Stated goal
Express the material from the line containing "You are given a photograph. For the light" through the end of the material as a two-column CSV with columns named text and answer. Each text and its answer form one row, with each value in a single quoted field and line breaks replaced by spaces; omit the pictures.

--- START OF Source records ---

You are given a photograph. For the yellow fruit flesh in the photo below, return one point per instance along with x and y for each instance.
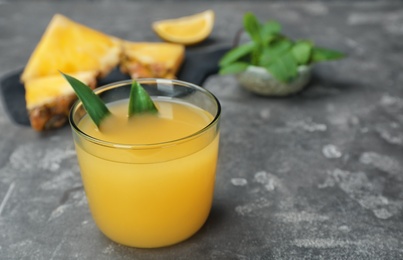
(64, 43)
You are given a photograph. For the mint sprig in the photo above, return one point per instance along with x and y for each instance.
(270, 49)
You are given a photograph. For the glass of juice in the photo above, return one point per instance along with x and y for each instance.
(149, 179)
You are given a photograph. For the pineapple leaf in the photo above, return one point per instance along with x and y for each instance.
(93, 104)
(140, 101)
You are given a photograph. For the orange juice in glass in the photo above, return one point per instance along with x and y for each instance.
(149, 180)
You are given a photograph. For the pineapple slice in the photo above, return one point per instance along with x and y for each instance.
(50, 98)
(152, 59)
(69, 47)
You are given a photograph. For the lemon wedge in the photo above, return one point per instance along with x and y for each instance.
(186, 30)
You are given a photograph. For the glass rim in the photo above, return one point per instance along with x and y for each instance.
(140, 146)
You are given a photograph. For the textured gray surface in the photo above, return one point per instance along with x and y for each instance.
(314, 176)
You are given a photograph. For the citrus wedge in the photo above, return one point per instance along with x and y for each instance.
(186, 30)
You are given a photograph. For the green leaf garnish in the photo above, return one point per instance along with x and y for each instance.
(234, 68)
(270, 49)
(302, 51)
(322, 54)
(92, 103)
(140, 101)
(236, 54)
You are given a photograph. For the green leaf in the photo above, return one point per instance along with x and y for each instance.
(322, 54)
(92, 103)
(276, 50)
(269, 30)
(140, 101)
(302, 51)
(234, 68)
(236, 54)
(284, 68)
(252, 27)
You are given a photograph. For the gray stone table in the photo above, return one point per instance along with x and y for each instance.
(315, 176)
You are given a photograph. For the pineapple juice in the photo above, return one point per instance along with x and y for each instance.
(154, 186)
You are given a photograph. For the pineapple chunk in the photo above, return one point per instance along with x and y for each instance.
(50, 98)
(69, 47)
(152, 59)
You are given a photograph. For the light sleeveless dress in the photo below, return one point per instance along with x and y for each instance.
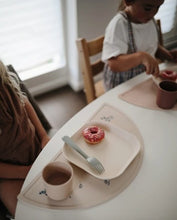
(112, 79)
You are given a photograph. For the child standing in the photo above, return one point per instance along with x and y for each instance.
(131, 43)
(22, 137)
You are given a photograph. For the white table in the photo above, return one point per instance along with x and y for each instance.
(153, 193)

--- END OF Source records ---

Correct answer
text,answer
"You are given a photograph. For the light sleeveless dress in the photo below, return one point per instance along with x and y for each instance.","(112, 79)"
"You are given a photograph. For the child standing in the photo above, return one point per instance along with x and y for each instance.","(131, 43) (22, 137)"
"You are given a photograph. For the white table in the photo above, return one point per instance along with x and y for each instance.","(153, 193)"